EXERCISE - Print each line exactly as it is given.

LISTING -
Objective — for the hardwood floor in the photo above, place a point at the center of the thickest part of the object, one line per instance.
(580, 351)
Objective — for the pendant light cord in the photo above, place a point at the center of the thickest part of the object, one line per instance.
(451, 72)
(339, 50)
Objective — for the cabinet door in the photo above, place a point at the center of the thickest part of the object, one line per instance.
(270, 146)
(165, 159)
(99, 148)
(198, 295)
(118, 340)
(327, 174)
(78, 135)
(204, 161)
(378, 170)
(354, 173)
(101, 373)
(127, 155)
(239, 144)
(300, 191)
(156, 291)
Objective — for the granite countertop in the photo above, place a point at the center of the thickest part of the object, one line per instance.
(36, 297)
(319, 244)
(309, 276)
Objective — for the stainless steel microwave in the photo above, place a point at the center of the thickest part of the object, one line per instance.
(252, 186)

RESULT OF THIS EXERCISE -
Objective — for the hardwood floor in the photo above, place a point at the center of the thickest part of the object, one line per instance.
(580, 351)
Objective — for the pendant light cord in the photo above, place a point at the center of the thickest part of the object, one line per instance.
(451, 72)
(339, 50)
Objective — for the cabinet door in the photo above, place a point at the center of the thickest part of the object, one line per instance.
(270, 146)
(165, 159)
(99, 148)
(198, 295)
(118, 340)
(327, 174)
(78, 135)
(204, 161)
(378, 170)
(354, 173)
(101, 373)
(127, 155)
(239, 144)
(300, 191)
(156, 291)
Objective — for the granite countertop in the photo above, place a point at the center of the thickest part of the object, one line per instance.
(36, 297)
(319, 244)
(309, 276)
Objective — for the stainless steel microwave in the photo above, place a point at the center of the thickest part of the object, one line per instance.
(252, 186)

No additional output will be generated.